EXERCISE OBJECTIVE »
Skip every picture and copy only the lines from the one containing "Place a dot on every instance of the lamp" to the final line of the records below.

Photo-based referring expression data:

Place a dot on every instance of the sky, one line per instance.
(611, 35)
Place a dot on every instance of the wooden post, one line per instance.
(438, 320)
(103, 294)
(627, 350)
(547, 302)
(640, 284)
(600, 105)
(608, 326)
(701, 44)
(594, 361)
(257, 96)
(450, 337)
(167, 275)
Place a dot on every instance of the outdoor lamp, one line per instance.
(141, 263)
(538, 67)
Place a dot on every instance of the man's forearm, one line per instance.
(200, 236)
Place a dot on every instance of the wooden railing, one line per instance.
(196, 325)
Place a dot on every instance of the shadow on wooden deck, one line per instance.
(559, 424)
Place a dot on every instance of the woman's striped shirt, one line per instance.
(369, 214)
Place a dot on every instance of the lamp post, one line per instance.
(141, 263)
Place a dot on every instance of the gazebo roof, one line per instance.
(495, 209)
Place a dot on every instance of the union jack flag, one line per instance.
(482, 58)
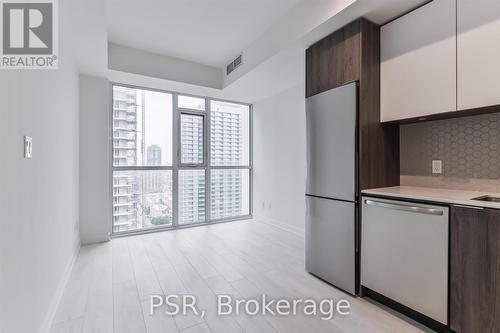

ANSWER TO THIS TASK »
Place a dot on every instance of the lamp post, one line per instance.
(141, 263)
Place a dot on every instance of the gazebo roof, one line per instance.
(495, 209)
Place a dot on every instance of the union jack flag, one line per instance.
(482, 58)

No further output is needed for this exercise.